LESETEXT:
Dann nämlich könnte die Milchtankstelle ein weiteres Standbein bilden, um als landwirtschaftlicher Betrieb zu überleben. Und das sei wichtig, betont Christian Fischer. Denn die Preise, die Landwirte für ihre Milch bekommen, befinden sich im stetigen Sinkflug. Vor genau einem Jahr habe er pro Kilogramm Milch 36,5 Cent erhalten. „Aber allein die Herstellungskosten liegen in Schleswig-Holstein bei 36 Cent pro Kilogramm. Und wenn wir jetzt unsere Milch an die Meierei liefern, bekommen wir dafür nur noch 26,5 Cent pro Kilogramm bezahlt“, sagt Christian Fischer.

Mit dem Verkauf von Milch an die Meierei macht der Bauer derzeit Verluste

Im Klartext: Mit jedem Liter Milch – ein Liter entspricht 1,02 Kilogramm –, den Bauer Fischer an die Meierei verkauft, macht er einen Verlust von rund zehn Cent. „Für uns heißt das, dass wir ungefähr 80.000 Euro im Jahr verlieren. Ich bezahle das aus meinem Privatvermögen“, sagt Fischer.

Gespeicherte Einträge aus einer Sammlung
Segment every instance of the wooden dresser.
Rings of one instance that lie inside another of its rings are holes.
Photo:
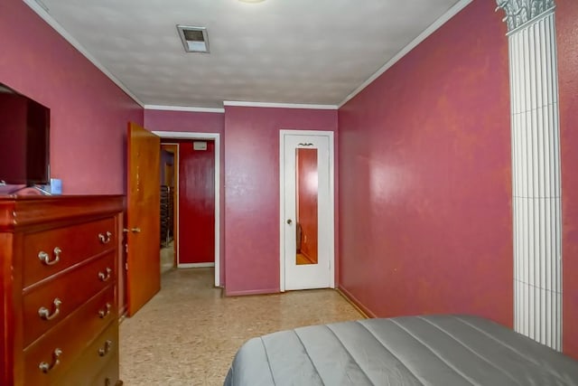
[[[0,197],[0,384],[120,385],[123,196]]]

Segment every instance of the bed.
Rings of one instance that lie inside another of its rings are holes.
[[[491,321],[405,316],[247,341],[225,386],[578,385],[578,362]]]

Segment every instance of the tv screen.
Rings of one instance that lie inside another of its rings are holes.
[[[47,184],[50,109],[0,83],[0,184]]]

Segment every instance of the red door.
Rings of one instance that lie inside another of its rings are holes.
[[[179,146],[179,264],[215,262],[215,142],[194,142]]]

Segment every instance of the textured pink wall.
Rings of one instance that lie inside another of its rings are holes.
[[[151,131],[222,133],[224,126],[225,114],[144,110],[144,127]]]
[[[379,316],[511,325],[508,41],[474,0],[340,109],[340,286]]]
[[[123,193],[126,122],[143,109],[21,0],[0,5],[0,82],[51,108],[64,193]]]
[[[578,3],[556,0],[560,138],[564,353],[578,359]]]
[[[228,107],[227,295],[279,291],[279,129],[337,128],[337,111]]]

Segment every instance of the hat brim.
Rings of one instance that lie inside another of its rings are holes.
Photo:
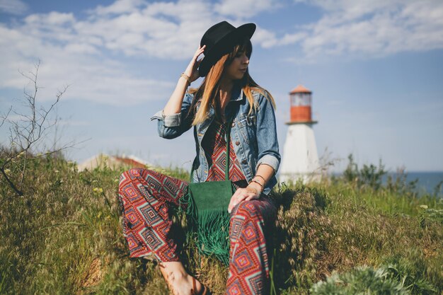
[[[215,64],[223,55],[229,53],[232,47],[238,44],[241,40],[250,40],[255,31],[255,23],[245,23],[221,38],[210,51],[205,52],[205,57],[198,67],[200,76],[205,76],[211,66]]]

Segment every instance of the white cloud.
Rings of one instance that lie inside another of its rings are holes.
[[[223,16],[245,18],[279,6],[275,0],[223,0],[214,5],[214,10]]]
[[[439,0],[297,1],[319,7],[324,16],[275,45],[298,43],[309,59],[349,54],[373,57],[443,47]]]
[[[0,11],[20,15],[27,10],[28,5],[20,0],[0,0]]]

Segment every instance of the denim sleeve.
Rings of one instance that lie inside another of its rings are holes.
[[[193,95],[187,93],[183,98],[180,112],[177,114],[166,115],[163,110],[161,110],[151,117],[151,120],[158,120],[158,131],[160,137],[171,139],[189,130],[193,117],[188,116],[188,112],[193,98]]]
[[[267,98],[263,95],[258,99],[259,108],[257,112],[257,144],[258,161],[255,171],[260,164],[267,164],[277,173],[280,165],[278,139],[274,107]]]

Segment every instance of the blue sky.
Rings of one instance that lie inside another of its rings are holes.
[[[282,153],[288,93],[303,84],[313,93],[318,154],[342,159],[333,170],[352,153],[391,171],[443,170],[441,0],[0,0],[0,113],[20,108],[19,71],[40,59],[40,103],[69,85],[60,142],[86,140],[68,158],[125,153],[189,168],[192,132],[163,139],[149,117],[222,20],[258,25],[250,73],[277,101]],[[7,141],[6,126],[0,136]]]

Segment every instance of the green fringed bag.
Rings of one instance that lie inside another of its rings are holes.
[[[228,265],[229,261],[229,219],[228,205],[235,192],[229,180],[229,141],[232,120],[226,131],[226,157],[224,181],[189,183],[183,202],[190,230],[196,236],[201,253],[213,255]],[[191,181],[194,168],[191,170]]]

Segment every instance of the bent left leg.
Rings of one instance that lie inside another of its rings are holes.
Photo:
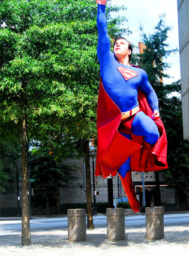
[[[159,139],[160,134],[158,128],[152,119],[141,111],[137,113],[132,123],[132,132],[135,135],[142,136],[144,137],[139,160],[139,167],[141,170],[145,170],[148,164],[147,154],[152,145]]]

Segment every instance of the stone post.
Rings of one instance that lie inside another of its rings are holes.
[[[146,207],[146,238],[164,238],[164,207]]]
[[[106,209],[107,239],[125,240],[125,211],[122,208]]]
[[[70,241],[85,241],[86,210],[68,210],[68,233]]]

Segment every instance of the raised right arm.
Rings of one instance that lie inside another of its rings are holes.
[[[97,2],[104,2],[98,4],[97,14],[97,28],[98,31],[98,42],[97,47],[97,54],[100,62],[101,70],[106,69],[109,66],[110,57],[113,55],[110,52],[110,40],[107,33],[107,23],[106,17],[106,0],[96,0]]]

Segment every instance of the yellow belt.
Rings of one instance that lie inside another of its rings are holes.
[[[127,111],[126,112],[122,112],[121,120],[125,119],[125,118],[133,116],[133,114],[136,114],[139,110],[139,106],[137,106],[131,110]]]

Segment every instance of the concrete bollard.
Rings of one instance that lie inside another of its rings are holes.
[[[106,209],[107,239],[125,240],[125,211],[122,208]]]
[[[164,207],[146,207],[146,238],[162,239],[164,238]]]
[[[86,232],[86,210],[68,210],[68,233],[70,241],[85,241]]]

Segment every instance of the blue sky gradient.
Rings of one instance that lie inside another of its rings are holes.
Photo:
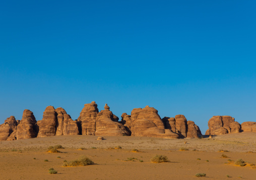
[[[85,103],[146,105],[204,133],[213,115],[256,121],[253,1],[0,3],[0,123]]]

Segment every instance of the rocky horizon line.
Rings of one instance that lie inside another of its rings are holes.
[[[99,112],[95,101],[85,104],[80,115],[73,120],[64,109],[47,106],[43,118],[36,121],[32,111],[25,109],[21,120],[14,116],[0,125],[0,141],[65,135],[136,136],[164,138],[198,138],[199,127],[183,115],[161,118],[158,111],[146,106],[134,108],[131,115],[122,114],[121,121],[105,104]],[[255,122],[241,124],[230,116],[213,116],[208,121],[205,135],[221,135],[242,131],[256,132]]]

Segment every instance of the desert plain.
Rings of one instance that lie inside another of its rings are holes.
[[[97,140],[97,137],[65,135],[0,142],[0,179],[256,179],[255,132],[230,133],[211,138],[123,136],[103,136],[103,140]],[[58,149],[61,152],[47,151],[48,146],[56,145],[64,147]],[[119,148],[114,148],[117,146]],[[133,151],[134,149],[139,152]],[[223,154],[227,157],[221,157]],[[156,154],[166,156],[169,162],[151,162]],[[65,160],[83,155],[94,164],[63,166]],[[246,165],[235,165],[234,161],[238,159]],[[57,173],[49,174],[51,167]],[[196,176],[198,173],[206,175]]]

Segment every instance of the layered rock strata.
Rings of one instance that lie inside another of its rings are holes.
[[[14,116],[8,117],[4,124],[0,125],[0,141],[6,140],[15,131],[18,122]]]
[[[242,131],[256,132],[256,122],[247,121],[241,124]]]
[[[24,110],[22,119],[7,140],[12,140],[36,137],[37,132],[35,128],[36,123],[36,118],[33,112],[28,109]]]
[[[230,116],[214,116],[208,121],[206,135],[221,135],[241,132],[241,125]]]

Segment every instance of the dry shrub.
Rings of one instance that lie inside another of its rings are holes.
[[[121,148],[122,148],[122,147],[121,147],[119,145],[118,145],[118,146],[115,147],[115,149],[121,149]]]
[[[245,162],[243,160],[243,159],[239,159],[235,162],[235,165],[239,165],[239,166],[244,166],[246,165],[246,164],[245,163]]]
[[[220,156],[220,157],[227,158],[228,156],[227,156],[227,155],[226,154],[221,154],[221,156]]]
[[[188,150],[189,149],[185,147],[180,147],[179,150]]]
[[[197,177],[205,177],[206,175],[206,174],[205,173],[198,173],[196,174],[196,176]]]
[[[88,157],[83,156],[81,157],[80,158],[75,160],[72,160],[70,161],[67,162],[63,164],[63,166],[77,166],[79,165],[92,165],[94,164],[94,162],[93,162],[91,159],[90,159]]]
[[[153,157],[150,159],[150,160],[152,162],[155,163],[161,163],[164,162],[169,162],[168,158],[165,155],[156,155],[155,156]]]

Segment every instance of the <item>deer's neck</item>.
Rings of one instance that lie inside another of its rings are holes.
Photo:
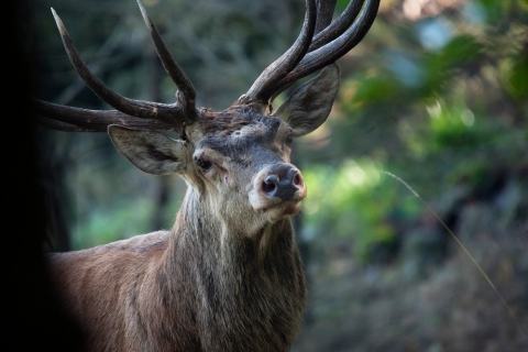
[[[292,221],[282,219],[249,237],[211,216],[201,202],[193,191],[187,194],[165,266],[167,277],[180,273],[173,277],[172,289],[193,297],[185,305],[201,345],[218,351],[287,350],[306,296]]]

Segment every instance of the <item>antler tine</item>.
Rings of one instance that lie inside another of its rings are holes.
[[[336,62],[358,45],[371,29],[378,7],[380,0],[365,0],[359,16],[342,35],[308,53],[286,77],[274,86],[272,100],[298,79]]]
[[[315,50],[318,50],[319,47],[337,38],[339,35],[343,34],[343,32],[346,31],[346,29],[350,28],[350,25],[354,22],[358,13],[360,13],[363,2],[364,1],[362,0],[353,0],[349,2],[346,9],[344,9],[343,13],[341,13],[336,21],[330,23],[314,36],[308,52],[314,52]]]
[[[108,125],[120,124],[154,131],[175,131],[178,127],[160,120],[134,118],[118,110],[88,110],[32,99],[33,110],[44,125],[61,131],[106,132]]]
[[[315,0],[306,0],[306,15],[302,30],[292,47],[267,66],[251,86],[246,96],[267,105],[274,94],[274,87],[301,61],[308,52],[317,20]]]
[[[151,32],[152,41],[154,42],[154,46],[156,47],[157,56],[162,61],[163,67],[167,72],[170,79],[173,79],[174,84],[178,87],[178,89],[184,95],[184,99],[186,102],[186,108],[189,112],[196,110],[196,90],[193,86],[193,82],[184,73],[184,70],[179,67],[176,61],[170,55],[169,51],[165,46],[162,41],[160,33],[156,30],[154,23],[152,23],[151,18],[146,13],[145,7],[138,0],[138,6],[140,7],[141,14],[143,15],[143,20],[145,21],[146,28]]]
[[[55,22],[57,23],[64,47],[68,54],[69,61],[79,74],[86,85],[105,102],[121,111],[125,116],[136,117],[141,119],[161,120],[168,124],[182,125],[188,118],[193,118],[193,113],[188,113],[180,102],[166,105],[160,102],[151,102],[143,100],[134,100],[120,96],[111,90],[102,81],[100,81],[80,58],[79,53],[73,44],[73,41],[66,31],[55,10],[52,9]],[[87,117],[89,118],[89,117]],[[130,118],[130,117],[129,117]]]

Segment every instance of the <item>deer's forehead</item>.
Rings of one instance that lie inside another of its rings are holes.
[[[284,122],[277,118],[250,116],[217,118],[202,129],[205,138],[197,147],[207,147],[229,157],[254,153],[271,145]],[[215,123],[216,122],[216,123]]]

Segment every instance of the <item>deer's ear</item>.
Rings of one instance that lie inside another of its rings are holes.
[[[183,141],[163,133],[133,130],[118,124],[108,127],[108,134],[118,151],[141,170],[152,175],[183,173],[187,151]]]
[[[339,66],[331,64],[294,90],[273,113],[294,129],[294,136],[315,131],[328,118],[339,89]]]

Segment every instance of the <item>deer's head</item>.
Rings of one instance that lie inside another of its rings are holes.
[[[263,72],[245,95],[221,112],[196,108],[191,82],[138,2],[158,56],[179,88],[176,102],[139,101],[113,92],[80,59],[54,12],[65,48],[80,77],[117,110],[92,111],[35,101],[37,111],[45,117],[41,122],[64,131],[108,131],[119,152],[140,169],[154,175],[179,174],[219,219],[245,231],[256,231],[296,213],[307,191],[301,173],[290,164],[293,139],[312,132],[326,121],[339,88],[334,61],[363,38],[380,1],[353,0],[328,25],[331,13],[321,15],[316,0],[307,0],[302,30],[294,45]],[[273,111],[272,102],[278,94],[321,68]],[[158,131],[175,131],[180,140]]]

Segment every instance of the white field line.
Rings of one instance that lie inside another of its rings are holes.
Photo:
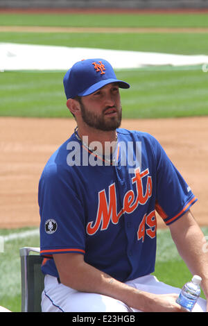
[[[28,237],[34,237],[39,235],[39,229],[31,230],[29,231],[24,231],[21,232],[12,233],[11,234],[1,236],[4,242],[17,240],[17,239],[24,239]]]

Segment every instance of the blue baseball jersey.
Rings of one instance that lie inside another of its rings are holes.
[[[121,282],[151,273],[155,211],[168,225],[197,200],[155,137],[122,128],[117,135],[111,163],[73,134],[44,167],[38,194],[44,274],[58,277],[53,255],[67,252]]]

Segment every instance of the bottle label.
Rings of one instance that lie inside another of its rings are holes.
[[[184,295],[182,293],[180,293],[179,297],[177,298],[176,302],[180,304],[182,307],[184,307],[187,309],[191,311],[194,304],[196,304],[197,300],[197,298],[194,297],[193,295]]]

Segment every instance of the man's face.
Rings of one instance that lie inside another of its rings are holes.
[[[114,130],[121,126],[122,109],[117,84],[108,84],[81,98],[82,118],[89,126],[103,131]]]

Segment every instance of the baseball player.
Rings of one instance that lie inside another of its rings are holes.
[[[64,87],[77,128],[40,180],[42,311],[183,311],[180,289],[153,275],[155,211],[207,298],[196,198],[153,136],[119,128],[119,88],[129,84],[96,58],[76,63]],[[194,309],[206,311],[206,300]]]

AUFGABEN:
(a) Wiederhole aus dem Text über Milchpreise wortgetreu den Abschnitt von „Dann nämlich könnte“ bis „sagt Christian Fischer.“.
(b) Nenne alle Beträge in Cent, die im Text über Milchpreise vorkommen.

LÖSUNGEN JE AUFGABE:
(a)
Dann nämlich könnte die Milchtankstelle ein weiteres Standbein bilden, um als landwirtschaftlicher Betrieb zu überleben. Und das sei wichtig, betont Christian Fischer. Denn die Preise, die Landwirte für ihre Milch bekommen, befinden sich im stetigen Sinkflug. Vor genau einem Jahr habe er pro Kilogramm Milch 36,5 Cent erhalten. „Aber allein die Herstellungskosten liegen in Schleswig-Holstein bei 36 Cent pro Kilogramm. Und wenn wir jetzt unsere Milch an die Meierei liefern, bekommen wir dafür nur noch 26,5 Cent pro Kilogramm bezahlt“, sagt Christian Fischer.

(b)
- 36,5 Cent
- 36 Cent
- 26,5 Cent
- rund zehn Cent